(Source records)
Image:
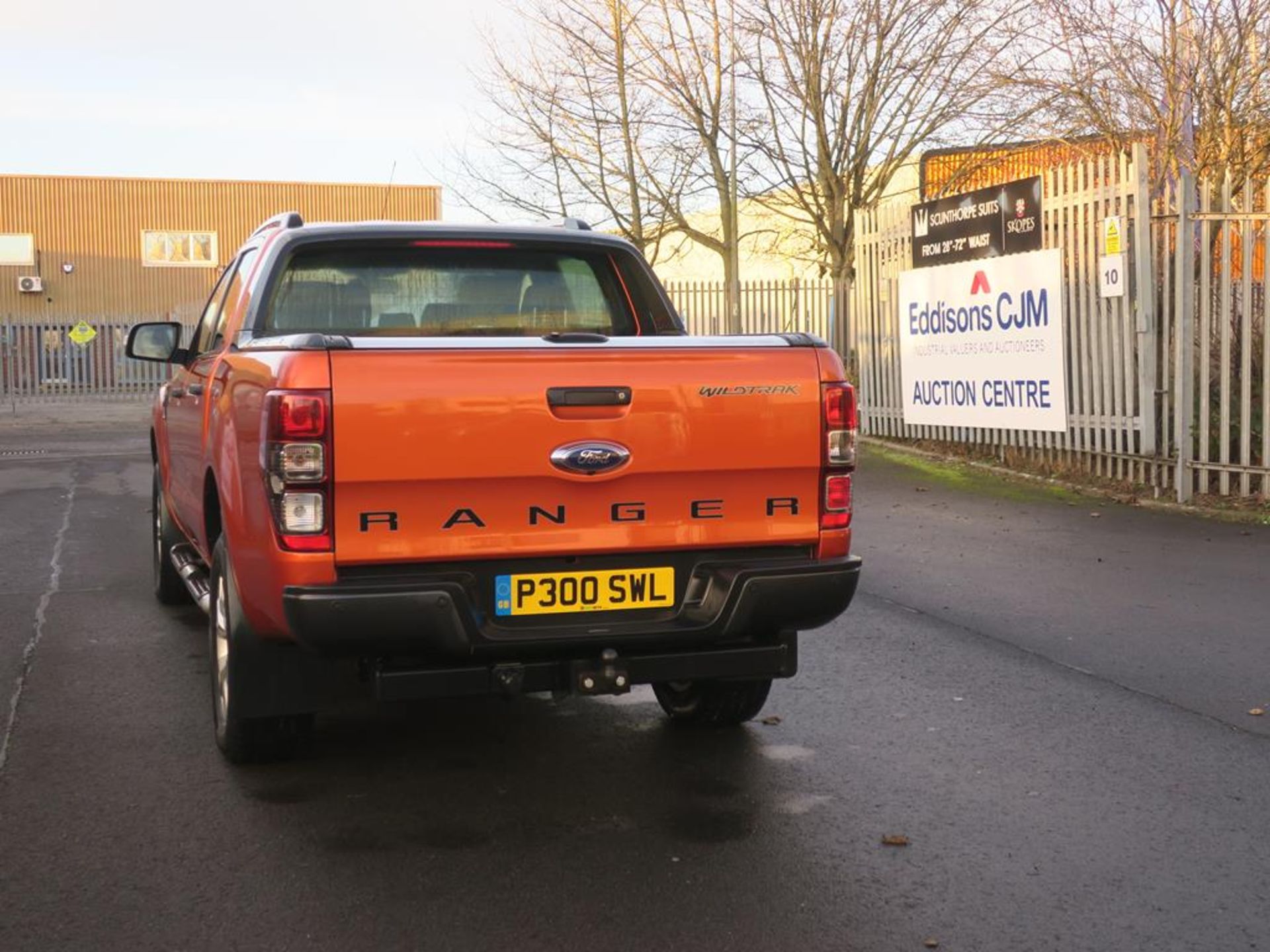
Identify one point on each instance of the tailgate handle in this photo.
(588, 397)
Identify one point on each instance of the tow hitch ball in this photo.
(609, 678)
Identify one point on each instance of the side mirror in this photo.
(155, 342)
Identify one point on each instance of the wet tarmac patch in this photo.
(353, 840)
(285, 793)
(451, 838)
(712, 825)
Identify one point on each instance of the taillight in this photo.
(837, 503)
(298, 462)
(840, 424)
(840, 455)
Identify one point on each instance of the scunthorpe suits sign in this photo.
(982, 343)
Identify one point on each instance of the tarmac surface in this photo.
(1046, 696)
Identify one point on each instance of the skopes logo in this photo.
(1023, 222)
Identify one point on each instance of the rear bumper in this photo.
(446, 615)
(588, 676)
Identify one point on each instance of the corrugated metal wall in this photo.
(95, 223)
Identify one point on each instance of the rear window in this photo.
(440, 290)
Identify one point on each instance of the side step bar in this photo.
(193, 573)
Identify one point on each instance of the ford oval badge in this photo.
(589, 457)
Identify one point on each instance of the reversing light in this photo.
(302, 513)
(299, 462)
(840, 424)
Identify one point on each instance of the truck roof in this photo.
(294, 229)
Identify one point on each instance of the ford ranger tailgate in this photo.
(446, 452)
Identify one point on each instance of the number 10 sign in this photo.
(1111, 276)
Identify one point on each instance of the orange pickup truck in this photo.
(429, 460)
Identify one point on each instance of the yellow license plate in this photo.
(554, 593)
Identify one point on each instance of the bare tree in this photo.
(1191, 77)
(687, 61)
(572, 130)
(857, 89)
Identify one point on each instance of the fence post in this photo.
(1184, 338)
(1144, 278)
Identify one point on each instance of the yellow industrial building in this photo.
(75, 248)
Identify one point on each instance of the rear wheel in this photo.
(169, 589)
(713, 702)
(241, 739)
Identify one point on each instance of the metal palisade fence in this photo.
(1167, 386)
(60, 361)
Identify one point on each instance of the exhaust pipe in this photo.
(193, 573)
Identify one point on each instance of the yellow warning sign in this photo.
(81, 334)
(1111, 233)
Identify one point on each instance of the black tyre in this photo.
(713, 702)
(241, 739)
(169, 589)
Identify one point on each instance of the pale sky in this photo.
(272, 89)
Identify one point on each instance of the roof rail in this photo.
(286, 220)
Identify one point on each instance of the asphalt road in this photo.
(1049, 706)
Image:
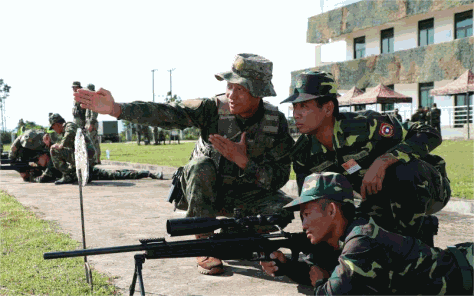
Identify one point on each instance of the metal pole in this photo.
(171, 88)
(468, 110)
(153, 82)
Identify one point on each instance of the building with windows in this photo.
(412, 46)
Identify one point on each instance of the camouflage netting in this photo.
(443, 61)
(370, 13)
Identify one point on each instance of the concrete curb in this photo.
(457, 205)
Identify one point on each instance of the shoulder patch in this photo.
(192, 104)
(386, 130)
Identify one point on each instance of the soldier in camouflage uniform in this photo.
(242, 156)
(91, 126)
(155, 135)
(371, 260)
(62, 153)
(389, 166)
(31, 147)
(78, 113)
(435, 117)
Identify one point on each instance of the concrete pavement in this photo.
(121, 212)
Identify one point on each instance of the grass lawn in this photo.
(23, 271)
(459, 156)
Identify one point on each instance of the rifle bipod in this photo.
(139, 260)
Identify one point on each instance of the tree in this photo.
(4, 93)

* * *

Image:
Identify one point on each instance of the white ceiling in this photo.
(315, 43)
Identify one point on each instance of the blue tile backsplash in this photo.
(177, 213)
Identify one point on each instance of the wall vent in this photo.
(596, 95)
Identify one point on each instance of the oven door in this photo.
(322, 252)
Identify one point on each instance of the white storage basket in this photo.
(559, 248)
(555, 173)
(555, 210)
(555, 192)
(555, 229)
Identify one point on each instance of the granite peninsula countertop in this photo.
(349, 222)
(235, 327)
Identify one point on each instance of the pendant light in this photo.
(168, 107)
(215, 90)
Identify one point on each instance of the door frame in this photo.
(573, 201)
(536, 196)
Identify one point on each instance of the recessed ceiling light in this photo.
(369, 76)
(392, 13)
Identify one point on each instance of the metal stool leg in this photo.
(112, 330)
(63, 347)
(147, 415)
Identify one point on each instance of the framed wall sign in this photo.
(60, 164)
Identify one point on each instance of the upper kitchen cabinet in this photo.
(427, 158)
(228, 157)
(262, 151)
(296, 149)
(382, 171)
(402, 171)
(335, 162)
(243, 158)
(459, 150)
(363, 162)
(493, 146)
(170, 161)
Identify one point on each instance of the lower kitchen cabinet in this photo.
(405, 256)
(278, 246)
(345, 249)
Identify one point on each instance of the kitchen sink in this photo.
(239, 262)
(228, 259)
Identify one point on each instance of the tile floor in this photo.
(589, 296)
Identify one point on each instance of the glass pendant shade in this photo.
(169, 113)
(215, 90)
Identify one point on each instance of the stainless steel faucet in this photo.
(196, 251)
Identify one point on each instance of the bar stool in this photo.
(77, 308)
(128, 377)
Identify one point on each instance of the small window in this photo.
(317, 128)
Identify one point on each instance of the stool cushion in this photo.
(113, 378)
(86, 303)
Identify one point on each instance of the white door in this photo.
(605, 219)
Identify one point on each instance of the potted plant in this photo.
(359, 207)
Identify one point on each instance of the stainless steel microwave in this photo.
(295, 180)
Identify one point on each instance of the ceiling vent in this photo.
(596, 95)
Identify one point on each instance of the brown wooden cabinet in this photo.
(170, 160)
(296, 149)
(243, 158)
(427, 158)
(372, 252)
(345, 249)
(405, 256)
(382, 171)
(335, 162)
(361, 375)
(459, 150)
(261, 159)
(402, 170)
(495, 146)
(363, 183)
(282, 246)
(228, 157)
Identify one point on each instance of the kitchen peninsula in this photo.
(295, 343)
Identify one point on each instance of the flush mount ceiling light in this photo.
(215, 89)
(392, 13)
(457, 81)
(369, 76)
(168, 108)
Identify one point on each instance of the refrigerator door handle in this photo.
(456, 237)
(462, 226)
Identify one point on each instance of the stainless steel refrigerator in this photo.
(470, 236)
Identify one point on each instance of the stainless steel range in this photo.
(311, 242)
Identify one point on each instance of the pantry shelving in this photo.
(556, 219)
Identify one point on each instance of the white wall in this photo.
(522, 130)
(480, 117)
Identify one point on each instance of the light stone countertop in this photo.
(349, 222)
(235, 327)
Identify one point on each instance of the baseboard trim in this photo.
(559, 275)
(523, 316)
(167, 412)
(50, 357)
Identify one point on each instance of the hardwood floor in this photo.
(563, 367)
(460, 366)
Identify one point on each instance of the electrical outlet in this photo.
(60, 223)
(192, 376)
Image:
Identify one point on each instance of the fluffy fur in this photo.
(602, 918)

==

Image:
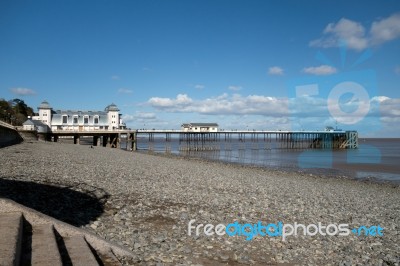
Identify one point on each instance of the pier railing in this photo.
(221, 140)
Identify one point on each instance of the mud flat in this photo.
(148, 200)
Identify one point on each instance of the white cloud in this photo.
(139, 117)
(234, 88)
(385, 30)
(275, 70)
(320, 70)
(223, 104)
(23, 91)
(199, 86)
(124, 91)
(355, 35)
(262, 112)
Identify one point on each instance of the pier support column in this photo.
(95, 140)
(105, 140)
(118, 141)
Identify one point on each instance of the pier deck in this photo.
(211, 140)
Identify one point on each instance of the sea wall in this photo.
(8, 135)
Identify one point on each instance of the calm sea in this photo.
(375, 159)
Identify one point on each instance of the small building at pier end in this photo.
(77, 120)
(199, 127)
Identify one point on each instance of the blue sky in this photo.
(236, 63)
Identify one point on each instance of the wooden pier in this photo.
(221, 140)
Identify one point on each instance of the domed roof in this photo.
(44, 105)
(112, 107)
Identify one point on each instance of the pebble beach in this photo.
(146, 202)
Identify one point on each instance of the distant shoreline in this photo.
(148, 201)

EXERCISE TASK: Return, without any change, the lines above from the one containing "Identify one point on each instance of the reversing" up to and including the one containing "(1111, 276)".

REPLY:
Identify one point on each instance of the reversing light in this photo.
(302, 513)
(299, 462)
(840, 424)
Identify one point on each instance of the truck roof in this photo.
(294, 229)
Identify one point on each instance of the ford ranger tailgate in this photo.
(446, 452)
Identify one point on each instance of the number 10 sign in this photo.
(1111, 276)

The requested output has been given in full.